■ **Activity**
Each line below from the one containing "Target: blue jeans" through the one containing "this form: (415,190)." should be output exactly as it stands, and no other line should appear.

[Data records]
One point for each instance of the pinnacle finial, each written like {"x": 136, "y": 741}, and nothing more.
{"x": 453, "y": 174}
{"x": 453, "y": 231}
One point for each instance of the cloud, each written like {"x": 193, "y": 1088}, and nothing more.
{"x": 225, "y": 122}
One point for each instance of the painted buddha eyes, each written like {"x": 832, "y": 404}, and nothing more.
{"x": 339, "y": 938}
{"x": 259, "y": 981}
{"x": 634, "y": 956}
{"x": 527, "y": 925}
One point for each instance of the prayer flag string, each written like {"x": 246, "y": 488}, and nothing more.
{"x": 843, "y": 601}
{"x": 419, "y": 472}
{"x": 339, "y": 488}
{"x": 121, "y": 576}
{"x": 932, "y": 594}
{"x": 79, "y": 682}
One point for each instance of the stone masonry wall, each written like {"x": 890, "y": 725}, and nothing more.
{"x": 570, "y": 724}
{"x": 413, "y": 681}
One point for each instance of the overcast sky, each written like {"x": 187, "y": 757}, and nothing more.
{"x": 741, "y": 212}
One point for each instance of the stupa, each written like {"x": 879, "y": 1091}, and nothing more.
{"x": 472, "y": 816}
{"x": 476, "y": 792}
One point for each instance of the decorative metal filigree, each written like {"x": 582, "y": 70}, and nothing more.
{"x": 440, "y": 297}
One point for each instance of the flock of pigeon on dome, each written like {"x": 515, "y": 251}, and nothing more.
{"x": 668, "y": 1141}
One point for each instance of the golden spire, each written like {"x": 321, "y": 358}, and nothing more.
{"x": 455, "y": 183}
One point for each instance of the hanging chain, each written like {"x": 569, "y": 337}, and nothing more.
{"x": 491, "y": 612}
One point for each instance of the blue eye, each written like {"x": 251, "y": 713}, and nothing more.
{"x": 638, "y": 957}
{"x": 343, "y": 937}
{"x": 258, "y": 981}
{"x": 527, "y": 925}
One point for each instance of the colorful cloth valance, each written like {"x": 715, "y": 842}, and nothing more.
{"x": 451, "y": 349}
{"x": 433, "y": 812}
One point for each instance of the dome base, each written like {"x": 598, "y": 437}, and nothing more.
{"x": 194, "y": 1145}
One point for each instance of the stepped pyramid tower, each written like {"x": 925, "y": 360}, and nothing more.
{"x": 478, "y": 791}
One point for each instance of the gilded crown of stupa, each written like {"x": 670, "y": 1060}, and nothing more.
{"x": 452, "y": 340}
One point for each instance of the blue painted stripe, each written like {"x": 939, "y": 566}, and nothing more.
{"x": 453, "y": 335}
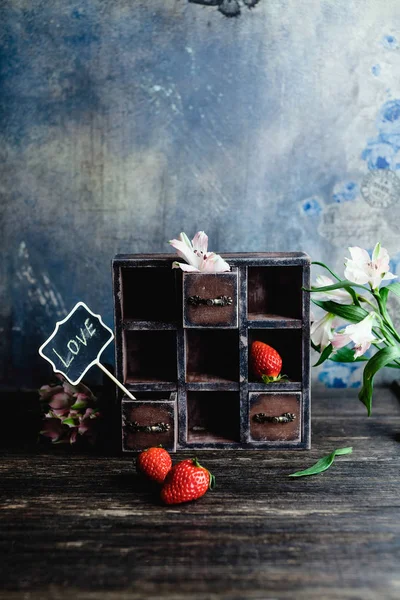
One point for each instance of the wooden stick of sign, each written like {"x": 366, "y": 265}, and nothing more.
{"x": 115, "y": 380}
{"x": 76, "y": 345}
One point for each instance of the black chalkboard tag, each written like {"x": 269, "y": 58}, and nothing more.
{"x": 77, "y": 343}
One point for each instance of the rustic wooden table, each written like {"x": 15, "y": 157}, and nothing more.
{"x": 86, "y": 527}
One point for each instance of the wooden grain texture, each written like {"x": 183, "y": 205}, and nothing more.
{"x": 86, "y": 527}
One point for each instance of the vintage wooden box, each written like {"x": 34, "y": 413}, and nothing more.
{"x": 182, "y": 349}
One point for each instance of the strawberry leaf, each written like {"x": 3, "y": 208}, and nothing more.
{"x": 347, "y": 355}
{"x": 273, "y": 378}
{"x": 323, "y": 463}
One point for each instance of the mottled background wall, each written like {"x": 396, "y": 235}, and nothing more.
{"x": 124, "y": 122}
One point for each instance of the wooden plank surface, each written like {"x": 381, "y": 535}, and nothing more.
{"x": 85, "y": 526}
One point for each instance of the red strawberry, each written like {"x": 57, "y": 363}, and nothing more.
{"x": 155, "y": 463}
{"x": 186, "y": 481}
{"x": 266, "y": 361}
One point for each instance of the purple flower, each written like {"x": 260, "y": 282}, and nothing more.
{"x": 69, "y": 412}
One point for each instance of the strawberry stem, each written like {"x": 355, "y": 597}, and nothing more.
{"x": 211, "y": 485}
{"x": 272, "y": 378}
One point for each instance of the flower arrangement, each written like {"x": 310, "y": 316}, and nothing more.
{"x": 356, "y": 316}
{"x": 197, "y": 257}
{"x": 69, "y": 412}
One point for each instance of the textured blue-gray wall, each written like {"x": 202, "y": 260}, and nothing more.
{"x": 125, "y": 122}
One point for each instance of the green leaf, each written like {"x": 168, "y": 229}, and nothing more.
{"x": 347, "y": 355}
{"x": 393, "y": 287}
{"x": 70, "y": 422}
{"x": 379, "y": 360}
{"x": 336, "y": 286}
{"x": 80, "y": 404}
{"x": 324, "y": 356}
{"x": 341, "y": 451}
{"x": 351, "y": 313}
{"x": 384, "y": 292}
{"x": 323, "y": 464}
{"x": 314, "y": 262}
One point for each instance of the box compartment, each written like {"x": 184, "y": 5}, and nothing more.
{"x": 264, "y": 407}
{"x": 288, "y": 342}
{"x": 213, "y": 417}
{"x": 148, "y": 421}
{"x": 274, "y": 293}
{"x": 212, "y": 355}
{"x": 150, "y": 356}
{"x": 210, "y": 299}
{"x": 149, "y": 294}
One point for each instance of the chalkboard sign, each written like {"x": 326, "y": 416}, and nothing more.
{"x": 77, "y": 343}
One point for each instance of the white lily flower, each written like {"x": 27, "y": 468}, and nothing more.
{"x": 322, "y": 331}
{"x": 339, "y": 296}
{"x": 362, "y": 269}
{"x": 195, "y": 254}
{"x": 358, "y": 333}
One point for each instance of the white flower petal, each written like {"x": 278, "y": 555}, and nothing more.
{"x": 321, "y": 331}
{"x": 214, "y": 263}
{"x": 356, "y": 273}
{"x": 200, "y": 242}
{"x": 339, "y": 340}
{"x": 184, "y": 238}
{"x": 188, "y": 268}
{"x": 185, "y": 252}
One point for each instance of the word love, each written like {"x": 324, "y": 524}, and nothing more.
{"x": 76, "y": 343}
{"x": 73, "y": 346}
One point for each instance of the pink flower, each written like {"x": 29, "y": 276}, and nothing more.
{"x": 61, "y": 401}
{"x": 362, "y": 269}
{"x": 71, "y": 413}
{"x": 53, "y": 429}
{"x": 195, "y": 254}
{"x": 358, "y": 333}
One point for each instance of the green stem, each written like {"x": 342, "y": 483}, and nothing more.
{"x": 314, "y": 262}
{"x": 387, "y": 321}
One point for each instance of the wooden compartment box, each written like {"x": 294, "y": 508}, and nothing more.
{"x": 185, "y": 357}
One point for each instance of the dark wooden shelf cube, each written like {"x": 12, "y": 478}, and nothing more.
{"x": 182, "y": 348}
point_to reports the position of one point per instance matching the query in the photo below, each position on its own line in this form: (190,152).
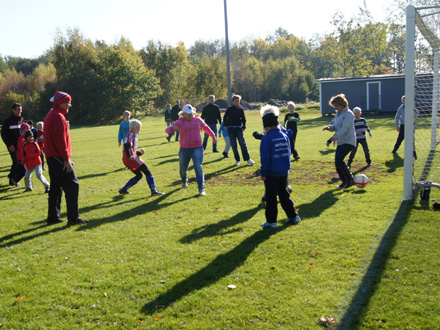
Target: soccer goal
(422,102)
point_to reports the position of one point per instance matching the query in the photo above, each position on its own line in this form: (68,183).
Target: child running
(32,162)
(275,166)
(130,158)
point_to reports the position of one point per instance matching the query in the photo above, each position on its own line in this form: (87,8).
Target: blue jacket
(275,154)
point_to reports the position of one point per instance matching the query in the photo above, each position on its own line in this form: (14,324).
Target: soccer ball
(361,180)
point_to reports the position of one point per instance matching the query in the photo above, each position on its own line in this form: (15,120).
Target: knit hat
(189,109)
(60,98)
(23,127)
(270,115)
(27,134)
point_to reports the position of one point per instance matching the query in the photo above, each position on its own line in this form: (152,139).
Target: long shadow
(151,205)
(95,175)
(394,164)
(319,205)
(221,266)
(218,229)
(354,314)
(52,229)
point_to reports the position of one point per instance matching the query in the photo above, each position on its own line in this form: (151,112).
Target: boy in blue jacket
(275,166)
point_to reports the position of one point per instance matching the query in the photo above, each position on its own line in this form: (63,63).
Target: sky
(28,27)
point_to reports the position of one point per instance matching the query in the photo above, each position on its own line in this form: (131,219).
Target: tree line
(106,79)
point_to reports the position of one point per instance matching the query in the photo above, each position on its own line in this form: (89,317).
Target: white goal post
(422,102)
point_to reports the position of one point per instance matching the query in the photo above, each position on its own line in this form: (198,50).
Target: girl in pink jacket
(189,126)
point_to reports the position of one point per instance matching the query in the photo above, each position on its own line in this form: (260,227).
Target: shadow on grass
(374,274)
(320,204)
(151,205)
(51,229)
(219,228)
(221,266)
(394,164)
(95,175)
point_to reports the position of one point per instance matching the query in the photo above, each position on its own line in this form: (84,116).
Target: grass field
(360,256)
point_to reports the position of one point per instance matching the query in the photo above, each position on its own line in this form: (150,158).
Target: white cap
(189,109)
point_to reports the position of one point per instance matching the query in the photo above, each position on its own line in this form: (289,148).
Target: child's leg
(285,200)
(149,176)
(352,154)
(184,159)
(364,144)
(132,181)
(271,198)
(28,178)
(40,176)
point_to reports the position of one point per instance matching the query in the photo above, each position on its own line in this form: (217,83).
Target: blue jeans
(341,152)
(235,133)
(196,154)
(205,139)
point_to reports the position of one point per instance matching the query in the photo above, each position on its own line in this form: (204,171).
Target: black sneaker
(124,192)
(78,221)
(54,222)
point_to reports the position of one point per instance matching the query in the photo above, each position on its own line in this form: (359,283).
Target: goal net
(422,108)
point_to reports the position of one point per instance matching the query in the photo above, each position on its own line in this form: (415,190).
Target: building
(376,94)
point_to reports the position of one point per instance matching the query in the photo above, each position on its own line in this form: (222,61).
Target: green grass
(363,257)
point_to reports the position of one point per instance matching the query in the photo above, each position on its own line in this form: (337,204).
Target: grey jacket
(343,126)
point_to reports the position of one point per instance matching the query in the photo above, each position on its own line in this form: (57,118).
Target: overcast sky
(27,27)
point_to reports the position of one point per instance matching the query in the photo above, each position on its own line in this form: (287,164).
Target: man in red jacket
(58,153)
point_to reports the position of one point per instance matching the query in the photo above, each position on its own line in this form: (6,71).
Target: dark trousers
(341,152)
(400,138)
(276,186)
(364,144)
(206,137)
(17,170)
(61,181)
(235,133)
(292,139)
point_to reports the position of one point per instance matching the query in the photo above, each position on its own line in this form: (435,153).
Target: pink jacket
(190,131)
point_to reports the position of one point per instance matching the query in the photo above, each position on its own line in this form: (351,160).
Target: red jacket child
(31,154)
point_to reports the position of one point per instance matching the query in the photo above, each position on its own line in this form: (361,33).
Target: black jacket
(234,117)
(11,130)
(211,114)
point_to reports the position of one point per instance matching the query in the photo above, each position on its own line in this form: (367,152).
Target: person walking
(61,172)
(211,115)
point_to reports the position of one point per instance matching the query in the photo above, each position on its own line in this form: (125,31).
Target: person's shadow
(394,164)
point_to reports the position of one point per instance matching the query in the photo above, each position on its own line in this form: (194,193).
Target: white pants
(39,173)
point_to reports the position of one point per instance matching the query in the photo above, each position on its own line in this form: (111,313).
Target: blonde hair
(135,123)
(269,109)
(357,110)
(339,100)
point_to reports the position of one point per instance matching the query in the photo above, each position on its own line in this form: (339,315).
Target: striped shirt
(361,127)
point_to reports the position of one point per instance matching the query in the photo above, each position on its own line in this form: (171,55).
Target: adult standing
(345,137)
(10,134)
(189,125)
(235,121)
(175,115)
(58,152)
(211,115)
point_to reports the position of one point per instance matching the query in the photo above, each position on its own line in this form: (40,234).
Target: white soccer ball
(361,180)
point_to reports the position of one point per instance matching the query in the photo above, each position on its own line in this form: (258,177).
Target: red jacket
(31,154)
(20,143)
(56,134)
(40,141)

■ **Solution**
Target: blue jeans
(341,152)
(235,133)
(196,154)
(205,139)
point_to reports the position of one point per instance matching the query in the photo above, each position on its own line in this form: (204,171).
Target: black sneaker
(124,192)
(78,221)
(54,222)
point_to reports the position of one point per instance matching the query in the photo above, each position on its own line in this form: (359,283).
Target: goal net
(422,108)
point_to reports the position of one point per instance matching the query in the photo above, each position on its own line in this form: (415,190).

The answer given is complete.